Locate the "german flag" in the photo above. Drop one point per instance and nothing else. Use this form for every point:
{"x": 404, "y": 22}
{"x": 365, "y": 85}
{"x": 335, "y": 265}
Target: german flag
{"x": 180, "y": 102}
○ ○ ○ ○ ○ ○ ○
_Assignment_.
Without leaving anything out, give the entries again exactly.

_Result of this exercise_.
Locate the "german flag" in the photo above. Drop one point per instance and nothing else. Use this form for every point:
{"x": 404, "y": 22}
{"x": 365, "y": 85}
{"x": 335, "y": 265}
Target: german flag
{"x": 180, "y": 102}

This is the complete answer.